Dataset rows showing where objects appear

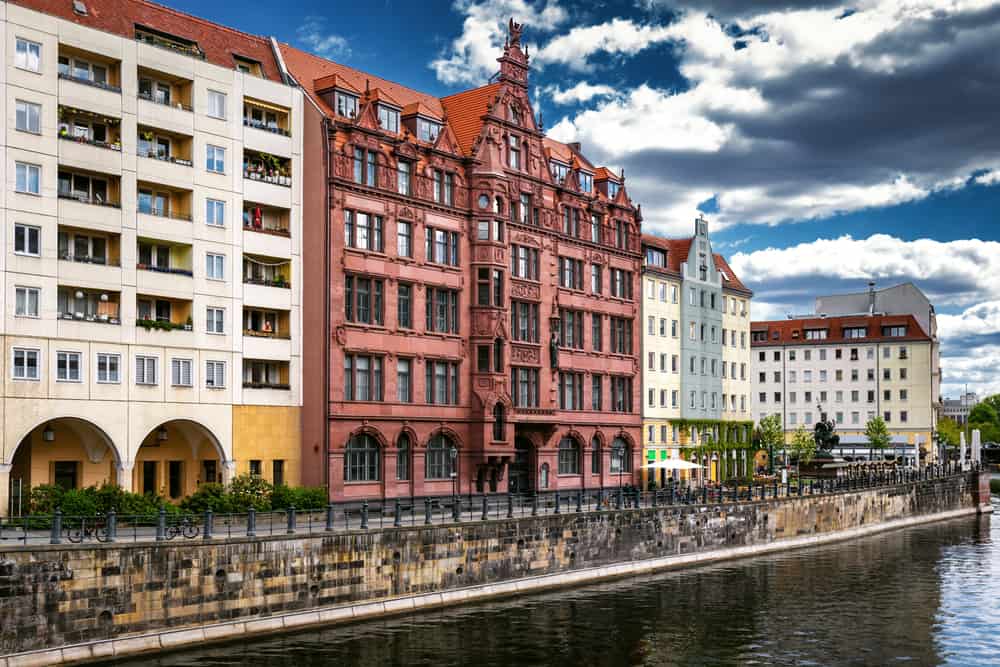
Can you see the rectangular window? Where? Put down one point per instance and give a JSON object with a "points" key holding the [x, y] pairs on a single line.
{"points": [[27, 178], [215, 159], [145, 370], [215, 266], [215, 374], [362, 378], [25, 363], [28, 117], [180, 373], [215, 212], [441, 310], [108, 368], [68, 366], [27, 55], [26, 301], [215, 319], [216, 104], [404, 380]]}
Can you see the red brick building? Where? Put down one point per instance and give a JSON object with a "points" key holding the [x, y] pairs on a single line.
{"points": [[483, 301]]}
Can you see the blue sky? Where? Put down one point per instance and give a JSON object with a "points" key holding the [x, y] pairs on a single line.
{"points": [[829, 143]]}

--

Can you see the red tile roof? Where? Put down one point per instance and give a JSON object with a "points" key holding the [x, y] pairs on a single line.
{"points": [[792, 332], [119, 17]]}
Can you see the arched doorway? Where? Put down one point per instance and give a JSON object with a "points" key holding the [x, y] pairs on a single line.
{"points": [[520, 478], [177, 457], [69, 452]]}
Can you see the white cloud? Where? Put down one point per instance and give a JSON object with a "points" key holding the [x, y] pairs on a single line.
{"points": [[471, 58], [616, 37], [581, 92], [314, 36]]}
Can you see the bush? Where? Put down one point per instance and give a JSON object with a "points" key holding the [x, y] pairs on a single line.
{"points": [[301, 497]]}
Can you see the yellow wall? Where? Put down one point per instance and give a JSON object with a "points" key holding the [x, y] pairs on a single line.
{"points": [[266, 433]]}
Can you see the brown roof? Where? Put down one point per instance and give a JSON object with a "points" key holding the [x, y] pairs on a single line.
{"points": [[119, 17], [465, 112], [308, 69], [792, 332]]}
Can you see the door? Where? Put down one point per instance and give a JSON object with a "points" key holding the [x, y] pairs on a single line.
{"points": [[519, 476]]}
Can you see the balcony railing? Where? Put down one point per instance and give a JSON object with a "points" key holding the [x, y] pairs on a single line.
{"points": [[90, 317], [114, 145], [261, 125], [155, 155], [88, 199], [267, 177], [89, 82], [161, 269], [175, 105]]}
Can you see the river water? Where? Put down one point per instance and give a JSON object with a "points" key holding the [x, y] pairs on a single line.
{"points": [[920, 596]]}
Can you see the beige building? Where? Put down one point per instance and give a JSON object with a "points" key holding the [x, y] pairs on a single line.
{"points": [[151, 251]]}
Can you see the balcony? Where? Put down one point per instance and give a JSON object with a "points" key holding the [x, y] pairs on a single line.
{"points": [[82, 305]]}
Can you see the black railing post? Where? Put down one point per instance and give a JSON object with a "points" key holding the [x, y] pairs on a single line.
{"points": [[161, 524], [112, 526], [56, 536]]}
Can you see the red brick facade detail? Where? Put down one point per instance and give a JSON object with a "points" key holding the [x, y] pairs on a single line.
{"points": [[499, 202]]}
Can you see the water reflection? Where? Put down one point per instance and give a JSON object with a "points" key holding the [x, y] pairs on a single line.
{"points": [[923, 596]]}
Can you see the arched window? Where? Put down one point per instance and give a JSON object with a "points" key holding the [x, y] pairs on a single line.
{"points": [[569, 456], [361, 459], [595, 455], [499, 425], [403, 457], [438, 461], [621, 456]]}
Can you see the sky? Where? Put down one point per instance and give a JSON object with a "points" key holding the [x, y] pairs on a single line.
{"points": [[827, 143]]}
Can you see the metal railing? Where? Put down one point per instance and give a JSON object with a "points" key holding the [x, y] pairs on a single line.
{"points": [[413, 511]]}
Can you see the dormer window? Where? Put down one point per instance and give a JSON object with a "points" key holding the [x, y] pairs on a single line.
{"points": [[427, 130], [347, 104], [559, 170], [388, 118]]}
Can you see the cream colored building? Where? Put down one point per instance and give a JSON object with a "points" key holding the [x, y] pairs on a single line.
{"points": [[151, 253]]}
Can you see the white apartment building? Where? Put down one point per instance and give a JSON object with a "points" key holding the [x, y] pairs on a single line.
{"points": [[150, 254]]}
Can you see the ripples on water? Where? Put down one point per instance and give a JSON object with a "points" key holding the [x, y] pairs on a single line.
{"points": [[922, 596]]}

*Task goal*
Locate each line of the items that contains the word "wall", and copy those lines.

*Result*
Can you see the yellow wall? Where? Put down one point per instance and give a JSON object with a "points" key holding the [x, y] pairs on a single line.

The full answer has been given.